■ **GIVEN TEXT**
━━━━━━

Get yourself some ‘thick’ desires

Could making time for ‘pointless’ pastimes be the key to fulfilment? 🤔

A block of wood, cut with a thin and a thick end, casting a shadow
Photo by Michael Walter / Unsplash

I did a fair bit of slowing down over the holidays, sitting, reading, reflecting. I'd been looking forward to doing just that, and it was great!

I remember this time last year, having queued up posts for a couple of weeks so that I could take time off, getting back into things felt really hard.

Not so much, this year. Higher quality rest, maybe? (I honestly don't know the reason – maybe I'm just better at daily emails now? 🤷🏻‍♂️)

Anyway, during my reading, one new (to me) writer I came across (who, co-incidentally also uses Ghost 👻 as their writing platform) put something out late last year all about the difference between thin desires, and thick desires. In her words:

“A thick desire is one that changes you in the process of pursuing it. A thin desire is one that doesn't.”

For instance, to build an actual community, with actual people, and all the messiness that comes with that (thick) vs. the completely effortless ‘community’ of social media (thin).

Or the difference between being a slave to ticking off items on your To Do list (thin) vs. being committed to a long term project, with many moving parts and uncertain outcome (thick).

━━━━━━

■ **DATA SECTION**
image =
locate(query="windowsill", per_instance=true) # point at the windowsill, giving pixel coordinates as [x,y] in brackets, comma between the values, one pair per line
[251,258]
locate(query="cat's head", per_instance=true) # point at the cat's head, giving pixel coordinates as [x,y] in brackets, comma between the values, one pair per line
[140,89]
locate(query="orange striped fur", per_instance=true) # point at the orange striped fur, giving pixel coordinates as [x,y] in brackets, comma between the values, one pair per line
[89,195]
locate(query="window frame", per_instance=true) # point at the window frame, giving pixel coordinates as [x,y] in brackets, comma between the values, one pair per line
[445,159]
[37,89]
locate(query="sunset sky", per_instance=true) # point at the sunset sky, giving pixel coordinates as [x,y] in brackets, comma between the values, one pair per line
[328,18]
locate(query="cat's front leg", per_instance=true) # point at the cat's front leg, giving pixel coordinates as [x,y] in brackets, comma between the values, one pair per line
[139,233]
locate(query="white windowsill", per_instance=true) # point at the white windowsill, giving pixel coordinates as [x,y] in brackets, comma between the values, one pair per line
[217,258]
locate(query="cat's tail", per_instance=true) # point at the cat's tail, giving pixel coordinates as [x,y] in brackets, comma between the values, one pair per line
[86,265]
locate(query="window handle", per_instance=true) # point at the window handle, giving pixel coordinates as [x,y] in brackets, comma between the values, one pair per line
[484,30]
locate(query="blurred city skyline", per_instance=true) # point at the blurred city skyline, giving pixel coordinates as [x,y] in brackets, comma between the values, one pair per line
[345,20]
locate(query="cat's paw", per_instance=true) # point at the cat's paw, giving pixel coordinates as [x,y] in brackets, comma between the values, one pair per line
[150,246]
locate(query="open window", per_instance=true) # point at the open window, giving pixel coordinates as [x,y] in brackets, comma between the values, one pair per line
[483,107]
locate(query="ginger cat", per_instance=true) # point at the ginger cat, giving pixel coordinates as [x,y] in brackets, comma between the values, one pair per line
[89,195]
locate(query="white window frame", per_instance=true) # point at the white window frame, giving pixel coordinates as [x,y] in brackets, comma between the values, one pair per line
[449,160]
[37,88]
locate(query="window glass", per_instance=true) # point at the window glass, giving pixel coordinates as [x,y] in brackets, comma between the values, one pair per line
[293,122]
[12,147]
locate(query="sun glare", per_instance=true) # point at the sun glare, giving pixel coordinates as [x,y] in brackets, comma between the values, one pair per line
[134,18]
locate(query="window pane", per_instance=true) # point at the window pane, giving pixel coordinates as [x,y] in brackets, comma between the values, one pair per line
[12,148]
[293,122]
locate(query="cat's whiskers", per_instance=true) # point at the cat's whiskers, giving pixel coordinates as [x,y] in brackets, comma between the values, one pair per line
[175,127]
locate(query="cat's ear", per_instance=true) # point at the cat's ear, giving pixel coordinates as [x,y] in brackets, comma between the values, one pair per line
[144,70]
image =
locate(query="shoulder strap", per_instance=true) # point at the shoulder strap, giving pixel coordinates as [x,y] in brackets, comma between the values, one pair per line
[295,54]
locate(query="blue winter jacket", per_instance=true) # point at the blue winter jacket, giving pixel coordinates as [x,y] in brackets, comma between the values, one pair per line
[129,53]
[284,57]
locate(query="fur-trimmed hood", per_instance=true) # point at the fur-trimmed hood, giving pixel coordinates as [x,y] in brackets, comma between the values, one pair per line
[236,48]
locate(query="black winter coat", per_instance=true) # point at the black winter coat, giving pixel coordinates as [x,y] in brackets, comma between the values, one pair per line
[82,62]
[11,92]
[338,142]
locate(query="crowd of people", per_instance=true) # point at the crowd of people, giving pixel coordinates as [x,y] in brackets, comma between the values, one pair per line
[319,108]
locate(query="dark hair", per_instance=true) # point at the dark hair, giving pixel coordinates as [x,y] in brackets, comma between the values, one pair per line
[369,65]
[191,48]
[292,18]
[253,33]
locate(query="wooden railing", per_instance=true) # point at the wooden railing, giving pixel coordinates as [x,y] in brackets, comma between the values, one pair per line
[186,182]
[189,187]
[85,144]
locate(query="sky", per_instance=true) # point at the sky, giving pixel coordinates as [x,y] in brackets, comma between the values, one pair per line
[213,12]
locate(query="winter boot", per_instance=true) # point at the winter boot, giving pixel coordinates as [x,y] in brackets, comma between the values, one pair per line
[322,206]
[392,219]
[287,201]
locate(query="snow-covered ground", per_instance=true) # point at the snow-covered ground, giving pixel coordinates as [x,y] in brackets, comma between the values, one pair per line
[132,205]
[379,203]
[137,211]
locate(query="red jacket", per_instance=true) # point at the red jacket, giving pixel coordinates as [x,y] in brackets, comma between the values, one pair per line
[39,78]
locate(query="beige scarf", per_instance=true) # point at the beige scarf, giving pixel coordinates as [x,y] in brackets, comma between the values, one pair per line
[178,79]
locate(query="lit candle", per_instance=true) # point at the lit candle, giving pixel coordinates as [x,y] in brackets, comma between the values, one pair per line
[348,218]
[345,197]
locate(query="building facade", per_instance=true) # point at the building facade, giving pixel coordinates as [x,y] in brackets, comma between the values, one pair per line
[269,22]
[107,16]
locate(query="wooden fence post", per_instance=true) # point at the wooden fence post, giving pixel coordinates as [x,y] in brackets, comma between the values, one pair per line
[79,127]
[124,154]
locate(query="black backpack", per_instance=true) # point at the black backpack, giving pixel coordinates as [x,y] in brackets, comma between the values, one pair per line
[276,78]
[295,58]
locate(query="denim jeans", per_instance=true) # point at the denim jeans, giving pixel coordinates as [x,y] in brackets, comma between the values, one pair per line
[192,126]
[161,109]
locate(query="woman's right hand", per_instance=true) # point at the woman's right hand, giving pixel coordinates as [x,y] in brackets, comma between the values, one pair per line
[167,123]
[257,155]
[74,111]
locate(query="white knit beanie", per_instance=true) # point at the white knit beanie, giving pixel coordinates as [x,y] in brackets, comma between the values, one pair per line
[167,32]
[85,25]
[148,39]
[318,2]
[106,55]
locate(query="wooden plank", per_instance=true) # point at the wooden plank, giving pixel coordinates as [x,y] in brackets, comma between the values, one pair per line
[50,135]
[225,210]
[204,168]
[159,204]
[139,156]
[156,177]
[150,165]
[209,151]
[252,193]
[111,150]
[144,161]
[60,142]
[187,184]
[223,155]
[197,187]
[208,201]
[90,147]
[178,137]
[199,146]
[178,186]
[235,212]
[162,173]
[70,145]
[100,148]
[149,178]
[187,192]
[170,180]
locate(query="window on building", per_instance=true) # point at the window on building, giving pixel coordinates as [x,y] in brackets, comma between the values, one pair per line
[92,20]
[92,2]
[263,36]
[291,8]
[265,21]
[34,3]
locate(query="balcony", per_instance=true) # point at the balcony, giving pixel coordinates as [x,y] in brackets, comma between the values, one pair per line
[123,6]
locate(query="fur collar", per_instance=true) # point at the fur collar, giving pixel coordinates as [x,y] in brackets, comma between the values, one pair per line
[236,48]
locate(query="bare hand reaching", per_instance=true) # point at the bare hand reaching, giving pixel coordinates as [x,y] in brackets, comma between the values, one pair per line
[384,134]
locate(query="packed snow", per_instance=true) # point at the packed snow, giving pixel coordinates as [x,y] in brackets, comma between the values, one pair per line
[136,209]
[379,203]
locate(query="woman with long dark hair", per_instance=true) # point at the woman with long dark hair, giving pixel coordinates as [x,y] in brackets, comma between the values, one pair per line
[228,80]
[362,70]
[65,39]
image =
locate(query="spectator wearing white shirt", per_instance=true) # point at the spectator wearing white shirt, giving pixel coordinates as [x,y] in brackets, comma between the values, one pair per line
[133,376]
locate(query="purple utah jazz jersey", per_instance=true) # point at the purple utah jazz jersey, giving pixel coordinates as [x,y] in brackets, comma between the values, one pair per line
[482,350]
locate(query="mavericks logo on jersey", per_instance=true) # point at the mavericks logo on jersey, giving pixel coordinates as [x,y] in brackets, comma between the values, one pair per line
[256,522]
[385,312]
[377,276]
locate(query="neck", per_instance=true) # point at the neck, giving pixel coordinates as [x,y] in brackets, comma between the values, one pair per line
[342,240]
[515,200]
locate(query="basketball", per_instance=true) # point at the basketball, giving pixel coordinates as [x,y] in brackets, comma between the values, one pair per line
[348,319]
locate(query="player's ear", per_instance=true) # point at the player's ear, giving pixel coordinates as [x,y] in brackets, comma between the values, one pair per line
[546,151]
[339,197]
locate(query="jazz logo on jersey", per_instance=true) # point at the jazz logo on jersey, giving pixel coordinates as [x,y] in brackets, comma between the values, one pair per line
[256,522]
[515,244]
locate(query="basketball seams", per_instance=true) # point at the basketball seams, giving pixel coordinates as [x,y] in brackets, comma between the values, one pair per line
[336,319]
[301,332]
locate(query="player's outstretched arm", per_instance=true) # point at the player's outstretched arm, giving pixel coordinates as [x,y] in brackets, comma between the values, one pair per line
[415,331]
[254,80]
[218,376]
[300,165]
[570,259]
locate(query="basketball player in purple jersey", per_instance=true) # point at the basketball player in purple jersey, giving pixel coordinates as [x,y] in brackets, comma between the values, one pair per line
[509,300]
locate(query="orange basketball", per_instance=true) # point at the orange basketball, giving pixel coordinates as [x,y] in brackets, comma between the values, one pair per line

━━━━━━

■ **TASK DIRECTIONS**
Pick up the piece on thick and thin desires above from where it stops, continuing it after its final sentence.

■ **RESPONSE TO THE TASK**
She then goes on to outline how modern life seems designed specifically to sell you thin desires, but in the guise of thick ones; creaming off the easy, dopamine-rewarding aspects of more genuine, stolid thick desires and packaging it as the full thing.

Superficiality, dressed up as significance.

You can read the whole piece here (4 min read); it's really stuck with me and I definitely had it mind when I was choosing my three words for 2026 – so if you haven't done that exercise for yourself yet, then maybe have a read of this first, for inspiration.

Some of the ‘thick desires’ I indulge, that didn't make it onto my list yesterday, but that I am always mindful of devoting at least some of my attention to:

Because none of these outwardly ‘pointless’ pastimes (‘thick’ desires) are going to have any meaningful impact on the world at large, but they are the stuff of life.

Ignore them at your peril!

💟

Giles

Mentioned above

What three words?
In which I propose the lightest of intention-setting exercises for you 📍

If you haven't done it yet, at least identify what excuses the mind is coming up with.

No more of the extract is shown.